- **Action item**
For the data below, give again exactly the lines from the one containing "positive clicks: (243, 121)" through the one containing "89L247 79L233 80L202", both ends included, and no others.

- **Dataset records**
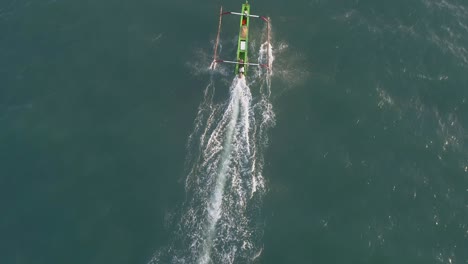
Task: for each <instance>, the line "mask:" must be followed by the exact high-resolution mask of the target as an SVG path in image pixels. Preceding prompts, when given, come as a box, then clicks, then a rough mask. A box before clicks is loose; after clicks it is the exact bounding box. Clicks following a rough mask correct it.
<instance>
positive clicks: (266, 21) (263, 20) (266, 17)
mask: <svg viewBox="0 0 468 264" xmlns="http://www.w3.org/2000/svg"><path fill="white" fill-rule="evenodd" d="M221 15H236V16H248V17H253V18H261V19H262V20H263V21H265V22H268V18H267V17H264V16H258V15H246V14H242V13H239V12H224V13H221Z"/></svg>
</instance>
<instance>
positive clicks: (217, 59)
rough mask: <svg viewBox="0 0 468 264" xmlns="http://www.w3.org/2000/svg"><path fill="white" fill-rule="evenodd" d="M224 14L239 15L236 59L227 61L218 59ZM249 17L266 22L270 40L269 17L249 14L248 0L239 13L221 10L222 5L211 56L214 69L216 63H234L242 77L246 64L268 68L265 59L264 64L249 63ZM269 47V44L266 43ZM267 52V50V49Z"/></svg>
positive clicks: (235, 70) (249, 5)
mask: <svg viewBox="0 0 468 264" xmlns="http://www.w3.org/2000/svg"><path fill="white" fill-rule="evenodd" d="M224 15H237V16H240V17H241V19H240V29H239V40H238V42H237V59H236V61H229V60H220V59H218V57H217V56H218V54H217V52H218V44H219V34H220V32H221V22H222V18H223V16H224ZM250 18H260V19H262V20H263V21H265V22H266V23H267V34H268V37H267V38H268V41H269V40H270V36H269V35H270V19H269V18H267V17H264V16H258V15H252V14H250V5H249V2H248V1H247V0H246V2H245V4H242V10H241V12H240V13H237V12H223V7H221V10H220V12H219V24H218V34H217V37H216V43H215V50H214V56H213V62H212V63H211V66H210V68H211V69H212V70H214V69H215V68H216V64H217V63H221V62H224V63H231V64H235V65H236V69H235V74H238V75H239V78H242V77H244V76H245V75H247V67H248V66H259V67H264V68H268V67H269V62H268V61H267V63H266V64H259V63H250V62H249V57H248V56H247V55H248V47H249V23H250ZM268 48H269V45H268ZM268 53H269V51H268ZM267 59H268V56H267Z"/></svg>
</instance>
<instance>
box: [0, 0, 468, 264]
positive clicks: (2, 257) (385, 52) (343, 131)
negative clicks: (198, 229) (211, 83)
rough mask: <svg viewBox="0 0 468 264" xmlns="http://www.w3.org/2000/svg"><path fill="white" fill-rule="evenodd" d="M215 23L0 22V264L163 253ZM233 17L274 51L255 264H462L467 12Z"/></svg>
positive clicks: (110, 14) (182, 205) (43, 20)
mask: <svg viewBox="0 0 468 264" xmlns="http://www.w3.org/2000/svg"><path fill="white" fill-rule="evenodd" d="M220 4H222V5H223V6H224V7H225V9H228V10H233V11H238V10H237V9H239V8H240V4H241V2H236V3H234V2H219V1H218V2H209V1H206V2H196V3H195V2H190V1H166V2H163V1H98V2H96V1H72V0H69V1H66V0H63V1H60V0H57V1H32V2H27V1H23V0H12V1H10V0H4V1H2V2H1V3H0V33H1V34H0V150H1V151H0V210H1V213H0V263H7V264H9V263H34V264H41V263H147V262H148V261H149V260H150V259H151V257H152V256H153V254H154V253H155V252H158V251H160V250H162V249H163V248H165V247H168V245H170V243H171V241H172V240H173V237H174V232H176V230H177V228H176V227H175V226H176V225H177V223H179V219H178V214H177V213H174V212H178V211H182V212H183V211H184V210H186V209H187V208H186V207H184V206H185V205H184V201H185V200H186V196H187V195H186V193H185V190H184V188H185V187H184V184H185V179H186V176H187V165H186V164H185V161H186V158H187V153H188V151H189V150H188V149H187V148H186V145H187V140H188V136H189V135H190V134H191V133H192V131H193V129H194V128H193V124H194V119H195V117H196V114H197V109H198V106H199V104H200V102H202V100H203V91H204V89H205V87H206V86H207V84H208V83H209V78H210V77H209V75H207V74H199V73H195V72H197V71H196V70H194V69H195V68H196V67H205V65H204V63H205V60H206V62H208V64H209V60H210V58H208V59H207V58H203V54H206V55H207V56H211V55H210V53H211V50H212V43H211V42H210V41H212V40H213V39H214V38H215V34H216V27H217V22H218V21H217V19H218V18H217V15H216V14H217V12H218V8H219V5H220ZM251 4H252V12H253V13H256V14H262V15H267V16H270V17H271V18H272V25H273V36H274V37H273V43H272V44H273V48H274V50H275V64H274V67H273V69H274V70H273V71H274V75H273V79H272V86H271V91H272V94H271V102H272V105H273V110H274V111H275V113H276V126H274V127H273V128H271V129H269V130H268V135H269V146H268V148H267V149H266V150H264V159H265V164H264V168H263V176H264V178H265V181H266V189H267V191H266V193H265V196H264V197H263V199H262V202H260V203H257V205H258V206H259V207H260V208H261V217H260V220H259V221H258V222H260V223H261V224H259V226H260V228H259V229H258V230H259V231H258V238H257V240H256V241H257V242H256V243H257V247H258V248H262V251H261V256H260V257H259V258H257V262H258V263H468V172H467V171H468V145H467V144H466V143H465V140H466V139H467V137H468V132H467V129H466V127H467V126H468V106H467V104H468V102H467V100H468V90H467V87H468V74H467V70H468V48H467V47H468V4H467V3H466V2H465V1H460V0H459V1H456V0H444V1H441V0H414V1H402V0H398V1H391V2H382V1H380V2H376V1H357V0H356V1H339V0H334V1H320V0H313V1H296V2H294V3H291V2H285V1H265V0H259V1H251ZM229 21H233V23H236V24H237V23H238V20H237V19H231V20H228V19H226V20H225V22H224V23H225V25H227V26H229ZM231 32H233V34H235V27H234V29H229V28H228V29H227V30H226V34H225V35H224V36H223V39H224V41H225V42H229V41H230V38H231V37H230V36H229V35H228V34H230V33H231ZM232 36H233V37H234V35H232ZM223 55H225V56H229V49H225V50H224V53H223ZM193 65H196V67H194V66H193ZM200 65H203V66H200ZM207 66H208V65H206V67H207ZM225 80H226V81H225V82H226V83H227V84H225V85H224V86H223V85H218V87H217V90H216V99H217V100H218V101H220V102H221V103H222V102H223V101H226V100H228V97H229V95H228V92H226V91H225V90H227V89H228V88H229V83H230V80H231V76H228V77H225ZM254 97H255V93H254ZM178 235H181V236H184V235H189V234H178ZM178 246H179V247H182V248H183V247H184V245H178ZM235 263H242V262H235Z"/></svg>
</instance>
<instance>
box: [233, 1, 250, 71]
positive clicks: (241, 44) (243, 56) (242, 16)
mask: <svg viewBox="0 0 468 264" xmlns="http://www.w3.org/2000/svg"><path fill="white" fill-rule="evenodd" d="M241 13H242V14H247V15H250V5H249V4H248V3H245V4H242V12H241ZM249 20H250V17H249V16H241V19H240V29H239V40H238V43H237V61H238V62H239V63H238V64H237V65H236V71H235V74H239V69H240V68H241V67H244V75H247V65H244V63H248V62H249V61H248V56H247V55H248V52H247V50H248V47H249Z"/></svg>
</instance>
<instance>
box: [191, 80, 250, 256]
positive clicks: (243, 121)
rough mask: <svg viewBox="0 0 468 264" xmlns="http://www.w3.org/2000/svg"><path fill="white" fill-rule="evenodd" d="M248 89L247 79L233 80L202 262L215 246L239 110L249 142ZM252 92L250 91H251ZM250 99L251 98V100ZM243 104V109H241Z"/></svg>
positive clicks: (247, 143) (222, 128) (210, 206)
mask: <svg viewBox="0 0 468 264" xmlns="http://www.w3.org/2000/svg"><path fill="white" fill-rule="evenodd" d="M246 91H247V92H248V91H249V88H248V87H247V85H246V84H245V79H244V78H242V79H239V78H237V77H236V79H235V80H234V82H233V85H232V87H231V100H230V103H229V106H228V108H227V110H226V112H225V115H224V117H223V121H225V120H229V122H228V127H227V131H226V135H225V141H224V145H223V150H222V151H223V153H222V154H221V158H220V161H219V162H220V163H221V164H220V169H219V174H218V177H217V180H216V184H215V189H214V192H213V195H212V196H211V198H210V200H209V204H208V225H207V230H206V233H207V235H206V240H205V243H204V245H203V251H202V254H201V257H200V259H199V263H200V264H208V263H210V261H211V258H210V253H211V248H212V246H213V238H214V236H215V231H216V224H217V223H218V220H219V219H220V217H221V210H222V208H221V206H222V200H223V196H224V189H225V185H226V180H227V177H228V175H227V172H228V169H229V165H230V163H231V158H232V156H231V151H232V141H233V134H234V130H235V129H236V124H237V122H238V119H239V111H240V110H241V112H242V115H243V116H244V118H243V120H241V121H243V122H244V127H240V128H238V129H241V130H243V131H242V133H243V134H244V142H245V143H247V144H248V143H249V142H248V128H249V126H248V122H249V120H248V114H246V111H247V112H248V108H249V104H250V102H245V100H242V98H243V94H245V93H246ZM249 93H250V92H249ZM249 101H250V100H249ZM241 104H242V109H239V108H240V107H241ZM223 121H221V123H220V126H219V127H218V128H217V129H216V131H215V133H213V135H214V137H215V138H216V137H217V136H218V135H219V134H220V131H219V130H222V129H223V126H222V124H223V123H224V122H223ZM245 122H247V125H245ZM216 142H217V143H219V141H218V140H216Z"/></svg>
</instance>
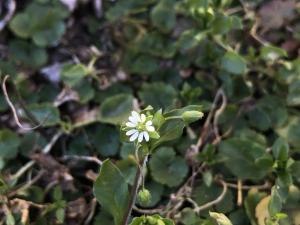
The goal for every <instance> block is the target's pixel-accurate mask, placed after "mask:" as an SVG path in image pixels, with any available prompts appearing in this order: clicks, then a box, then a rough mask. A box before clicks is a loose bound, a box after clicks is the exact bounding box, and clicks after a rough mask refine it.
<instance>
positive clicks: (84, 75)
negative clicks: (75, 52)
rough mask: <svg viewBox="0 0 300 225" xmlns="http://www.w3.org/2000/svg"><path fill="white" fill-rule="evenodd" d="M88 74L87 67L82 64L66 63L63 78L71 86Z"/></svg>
mask: <svg viewBox="0 0 300 225" xmlns="http://www.w3.org/2000/svg"><path fill="white" fill-rule="evenodd" d="M86 74H87V68H86V67H85V66H84V65H82V64H75V65H74V64H67V65H64V66H63V68H62V71H61V79H62V80H63V81H64V83H65V84H67V85H69V86H70V87H73V86H75V85H76V84H78V83H80V82H81V81H82V79H83V78H84V76H85V75H86Z"/></svg>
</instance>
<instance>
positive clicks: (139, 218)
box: [129, 215, 174, 225]
mask: <svg viewBox="0 0 300 225" xmlns="http://www.w3.org/2000/svg"><path fill="white" fill-rule="evenodd" d="M129 225H174V222H173V221H172V220H170V219H166V218H162V217H161V216H160V215H151V216H141V217H135V218H133V220H132V222H131V223H130V224H129Z"/></svg>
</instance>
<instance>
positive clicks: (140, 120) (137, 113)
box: [131, 111, 141, 122]
mask: <svg viewBox="0 0 300 225" xmlns="http://www.w3.org/2000/svg"><path fill="white" fill-rule="evenodd" d="M131 115H132V117H134V118H135V119H136V120H137V121H138V122H141V117H140V114H138V113H137V112H136V111H132V112H131Z"/></svg>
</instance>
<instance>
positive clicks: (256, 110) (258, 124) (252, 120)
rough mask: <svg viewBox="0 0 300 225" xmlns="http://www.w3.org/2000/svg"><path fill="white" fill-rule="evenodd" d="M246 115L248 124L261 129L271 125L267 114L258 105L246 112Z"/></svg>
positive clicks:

- **Answer to this task**
positive clicks: (243, 121)
rough mask: <svg viewBox="0 0 468 264" xmlns="http://www.w3.org/2000/svg"><path fill="white" fill-rule="evenodd" d="M248 89L247 79L233 80L202 262L215 246L239 110L249 142ZM252 92L250 91H251ZM250 99L251 98V100ZM243 104V109H241Z"/></svg>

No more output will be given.